* [Document passage]:
Air can be drawn into the system 100 through the first and second outer shell portions 104A, 104B by a fan 130. In some implementations, the fan 130 can blow air out of the inner housing 102 in a direction 132 having a component that is orthogonal to the pathways 105A, 105B along which air passes through the filters 108A, 120A, 108B, 120B from outside the system 100 to the inner housing 102. By blowing air out of the inner housing 102 in the direction 132, a partial vacuum is created within the inner housing, which draws air into the system 100 along pathways 105A, 105B and through the filters 108A, 120A, 108B, 120B. The air that is blown out of the inner housing 102 by the fan 130 can be exhausted to the environment through an air outlet 142 that can include a plurality of vents that direct the exhausted air in different directions.
The system 100 can further include a high-voltage power supply 136 that is configured to supply a high-voltage potential to the high-voltage grids 122A, 122B, a processor 138 configured for executing instructions to control the power supply 136 and to control the fan 130, and a user interface 140 (e.g., a touchscreen user interface) for a user to interact with the processor 138.
With the system 100 configured to have air enter from different directions 103A, 103B and pass though different combinations of filters (e.g., filters 108A, 120A and filters 108B, 120B) along different pathways, the effective area of the filters that is available to filter air is increased (e.g., doubled), as compared with a filter system in which air passes through one or more filters along only a single pathway, because the filter surfaces of both sets of filters 108A, 120A and 108B, 120B are available to filter air. Moreover, the increase in effective filter area is achieved without doubling the overall size of the system 100, as compared with a single pathway system. In addition, the increase in effective filter area is achieved without doubling a cost of the system 100, because the system can be operated with a just a single fan 130 that creates airflow along the two different pathways and with a single power supply that supplies both main filters 120A, 120B with high-voltage and with housing components that support both sets of filters.
FIG. 2 illustrates a portion of the air filter apparatuses of FIG. 1, which includes parts that provide a high energy field and that isolate the field from external parts of an air filter apparatus. The portion includes a front control grid 210, insulators 220, at least one high energy wire 230, filter media 240, and a rear control grid 250. Large arrow 270 illustrates a flow of air moving into the front control grid 210 and large arrow 280 illustrates filtered air moving past the rear control grid 250. While FIG. 2 illustrates air flows 270 and 280 moving from a left side to a right side of a filter assembly, for example, along pathway 105A in the system 100 of FIG. 1, the filter assembly of FIG. 2 may be oriented in any direction and it can be used in pathway 105B of system 100, as well.

* [Collected data]:
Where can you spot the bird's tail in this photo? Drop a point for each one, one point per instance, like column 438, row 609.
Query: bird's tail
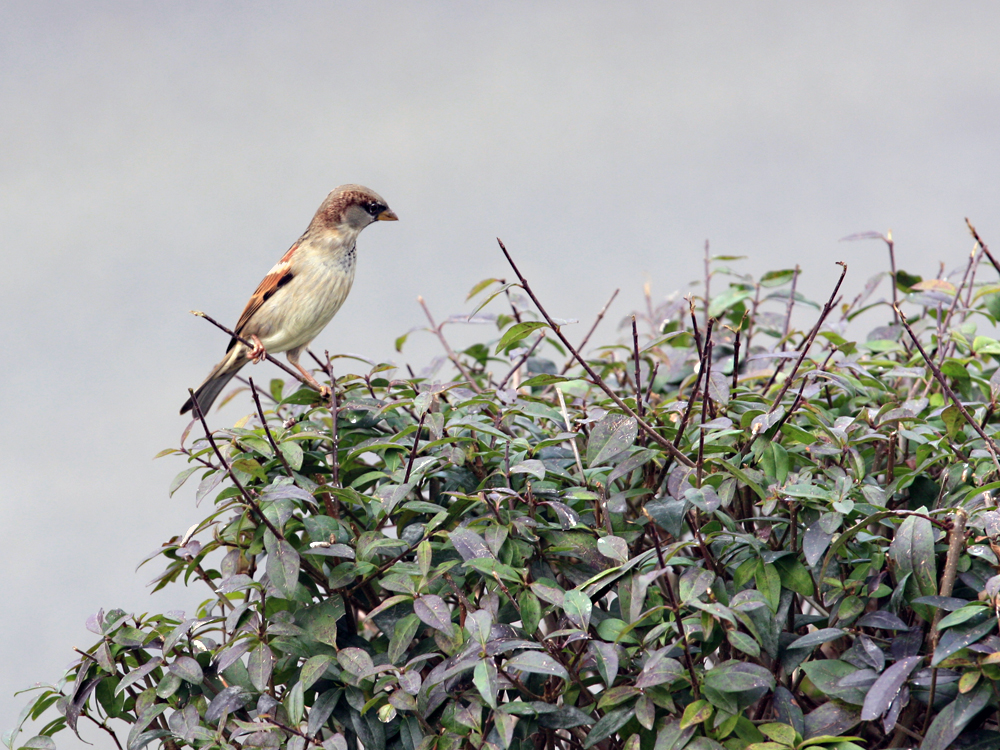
column 209, row 390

* [Problems to solve]:
1: According to the air filter passage, what is created within the inner housing when the fan blows air out of it in direction 132?
2: Write out the part of the air filter passage that opens with the words containing "The system 100 can" and closes with "the processor 138.".
3: Extend the air filter passage, picking up after its final sentence.

* [Responses]:
1: A partial vacuum.

2:
The system 100 can further include a high-voltage power supply 136 that is configured to supply a high-voltage potential to the high-voltage grids 122A, 122B, a processor 138 configured for executing instructions to control the power supply 136 and to control the fan 130, and a user interface 140 (e.g., a touchscreen user interface) for a user to interact with the processor 138.

3:
Both the front ground control grid 210 and the rear control grid 250 may be grounded such that these control grids will not become electrically charged. The one or more wires 230 or a wire mesh, which can correspond to the high-voltage grids 122A, 122B of system 100, may be energized with a high-voltage to form a high energy field within areas where arrows D1, D2, D3, and D4 are located. Arrow D1 indicates a distance between from the front control grid 210 to the one or more wires 230. Arrow D2 indicates a distance between one or more wires 230 and filter media 240. Distances D1 plus D2 equal distance D3. Note that in FIG. 2 distance D1 is a shorter distance than distance D2. By making distance D1 shorter than distance D2, any electric arcing between the one or more wires 230 and a ground connection will more likely to arc to the front control grid 210 and not the rear control grid 250. Such a design will help prevent arcing from damaging the filter media 240. Distance D4 may be identified by adding distances D1, D2, D3, and a thickness of the filter media 240. In operation, the insulators 220 electrically isolate the one or more wires 230 from other parts of the filter assembly.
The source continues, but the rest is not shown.